REQUIREMENT
Your answer must be an exact transcription of every record below, with the pictures omitted.

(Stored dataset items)
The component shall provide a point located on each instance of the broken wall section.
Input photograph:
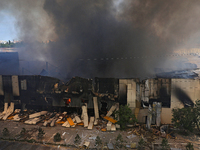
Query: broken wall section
(129, 91)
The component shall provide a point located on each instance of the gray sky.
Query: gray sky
(7, 27)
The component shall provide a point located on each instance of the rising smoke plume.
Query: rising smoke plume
(101, 37)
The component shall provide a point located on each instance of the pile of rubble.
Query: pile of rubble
(71, 120)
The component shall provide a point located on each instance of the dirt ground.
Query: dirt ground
(68, 136)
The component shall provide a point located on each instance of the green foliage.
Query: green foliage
(186, 118)
(141, 144)
(119, 142)
(77, 139)
(125, 116)
(98, 141)
(40, 133)
(189, 146)
(165, 145)
(5, 132)
(57, 137)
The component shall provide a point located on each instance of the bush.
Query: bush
(57, 137)
(5, 132)
(125, 116)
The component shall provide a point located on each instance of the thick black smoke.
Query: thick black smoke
(92, 31)
(116, 38)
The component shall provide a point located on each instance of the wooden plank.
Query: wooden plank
(78, 120)
(90, 126)
(109, 124)
(70, 121)
(114, 106)
(1, 86)
(15, 86)
(96, 110)
(37, 114)
(113, 127)
(74, 120)
(86, 145)
(110, 119)
(66, 124)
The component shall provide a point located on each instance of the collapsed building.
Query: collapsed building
(50, 92)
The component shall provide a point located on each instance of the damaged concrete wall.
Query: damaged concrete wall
(128, 87)
(183, 92)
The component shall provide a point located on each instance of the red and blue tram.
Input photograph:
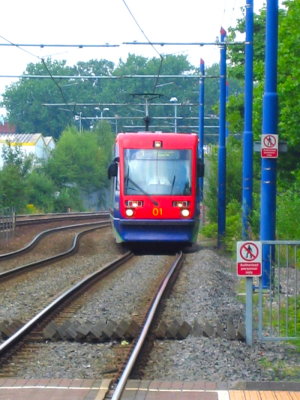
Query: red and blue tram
(155, 187)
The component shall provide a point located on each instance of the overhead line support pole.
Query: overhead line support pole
(248, 132)
(222, 145)
(270, 122)
(201, 122)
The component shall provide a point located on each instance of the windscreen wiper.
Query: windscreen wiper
(127, 179)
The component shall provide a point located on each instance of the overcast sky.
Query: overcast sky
(109, 21)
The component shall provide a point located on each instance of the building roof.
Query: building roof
(7, 128)
(48, 139)
(21, 138)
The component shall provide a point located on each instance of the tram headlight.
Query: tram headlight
(129, 212)
(185, 212)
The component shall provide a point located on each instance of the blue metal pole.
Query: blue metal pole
(222, 145)
(201, 122)
(270, 118)
(248, 159)
(248, 132)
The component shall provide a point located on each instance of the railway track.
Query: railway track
(22, 220)
(40, 263)
(42, 234)
(32, 332)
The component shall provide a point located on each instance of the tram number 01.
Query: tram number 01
(156, 211)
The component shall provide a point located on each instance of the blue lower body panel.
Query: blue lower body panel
(155, 230)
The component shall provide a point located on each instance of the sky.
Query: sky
(109, 21)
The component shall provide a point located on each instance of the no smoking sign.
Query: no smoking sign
(249, 258)
(269, 146)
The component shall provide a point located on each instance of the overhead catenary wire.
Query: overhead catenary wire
(150, 43)
(44, 65)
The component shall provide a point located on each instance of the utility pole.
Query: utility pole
(248, 132)
(201, 122)
(270, 122)
(222, 145)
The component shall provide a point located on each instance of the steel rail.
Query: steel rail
(45, 261)
(38, 237)
(57, 217)
(146, 326)
(27, 328)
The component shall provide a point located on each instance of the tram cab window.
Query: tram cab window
(157, 171)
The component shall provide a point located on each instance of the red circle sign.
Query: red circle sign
(269, 141)
(249, 251)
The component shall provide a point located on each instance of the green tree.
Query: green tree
(77, 160)
(23, 100)
(16, 167)
(41, 191)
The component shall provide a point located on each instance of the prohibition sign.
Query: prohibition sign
(249, 251)
(270, 141)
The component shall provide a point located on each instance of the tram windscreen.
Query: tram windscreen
(157, 172)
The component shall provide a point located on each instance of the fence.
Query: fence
(7, 223)
(277, 306)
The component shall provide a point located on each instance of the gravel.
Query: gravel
(205, 291)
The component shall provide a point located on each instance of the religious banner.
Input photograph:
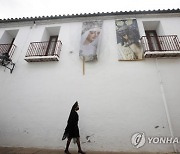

SOLUTION FOR THIS PROBLEM
The component shall provide a point located on each instance of the broken wall section.
Input photograph:
Query: broken wall section
(129, 91)
The component shall provide a point located on each instance of the gray sky.
Query: gray sky
(7, 27)
The component shall provide a point located on each instance of the rising smoke plume.
Query: rising smoke plume
(101, 37)
The component shall provide a point located on each instance of the pile of rubble.
Query: pile of rubble
(71, 120)
The component shall provide a point located on each instance of the dirt ground.
Query: dirt ground
(68, 136)
The component shall provide a point located on each instance of the green foliage.
Query: green foliage
(186, 118)
(141, 144)
(119, 142)
(77, 139)
(125, 116)
(98, 141)
(40, 133)
(189, 146)
(165, 145)
(5, 132)
(57, 137)
The component shall provide a point located on each instance of the bush.
Query: bush
(57, 137)
(5, 132)
(125, 116)
The component shall provide a point located on each instance of the thick black smoke.
Query: thick black smoke
(92, 31)
(116, 38)
The component shall provide a point located on each instance of the wooden plank.
Query: wooden plank
(78, 120)
(90, 126)
(109, 124)
(70, 121)
(114, 106)
(1, 86)
(15, 86)
(96, 110)
(37, 114)
(113, 127)
(74, 120)
(86, 145)
(110, 119)
(66, 124)
The component shall provide a point located on each instance of the collapsed building.
Query: collapsed building
(50, 92)
The component shall provide a point located on each instance of the damaged concrete wall.
Query: damaged concrete wall
(128, 87)
(183, 92)
The component shall provide a point located on each instance of the red and blue tram.
Input photograph:
Query: red and blue tram
(155, 187)
The component shall provide a point located on each instance of the overhead line support pole.
Query: overhead line support pole
(248, 132)
(222, 145)
(270, 122)
(201, 122)
The component shall provide a point located on each instance of the windscreen wiper.
Query: windscreen wiper
(127, 179)
The component shall provide a point located on each instance of the overcast sky.
Query: overcast sky
(109, 21)
The component shall provide a point located on each instance of the building roof.
Query: building roof
(7, 128)
(48, 139)
(21, 138)
The component shall provide a point located on each instance of the tram headlight.
Query: tram headlight
(129, 212)
(185, 212)
The component shall provide a point located on each instance of the blue metal pole.
Query: blue metal pole
(222, 145)
(201, 122)
(270, 118)
(248, 159)
(248, 132)
The component shall provide a point located on each instance of the railway track.
Query: railway track
(22, 220)
(40, 263)
(42, 234)
(32, 332)
The component shall provide a point located on each instance of the tram number 01.
Query: tram number 01
(156, 211)
The component shall provide a point located on each instance of the blue lower body panel.
Query: blue lower body panel
(155, 230)
The component shall provide a point located on each instance of the sky.
Query: sky
(109, 21)
The component shall provide a point located on each instance of the no smoking sign.
Query: no smoking sign
(249, 258)
(269, 146)
The component shall provide a point located on each instance of the overhead catenary wire.
Query: overhead catenary wire
(150, 43)
(44, 65)
The component shall provide a point located on each instance of the utility pole.
Query: utility pole
(248, 132)
(201, 122)
(270, 122)
(222, 145)
The component shall provide a point located on each instance of the steel rail.
Query: steel rail
(45, 261)
(38, 237)
(57, 217)
(146, 326)
(27, 328)
The component shall provide a point located on each instance of the tram cab window.
Query: tram cab window
(157, 171)
The component shall provide a point located on each instance of the red circle sign.
Query: red circle sign
(269, 141)
(249, 251)
The component shall provide a point located on each instance of the green tree.
Query: green tree
(77, 160)
(23, 100)
(16, 167)
(41, 191)
The component shall provide a point located on each instance of the prohibition sign.
Query: prohibition sign
(249, 251)
(270, 141)
The component shall provide a point located on each instance of the tram windscreen.
Query: tram windscreen
(157, 172)
The component shall provide a point located on each instance of the fence.
Query: fence
(7, 223)
(277, 306)
The component shall provide a point located on each instance of the gravel.
Query: gravel
(205, 291)
The component shall provide a point located on each instance of the religious banner.
Input photograph:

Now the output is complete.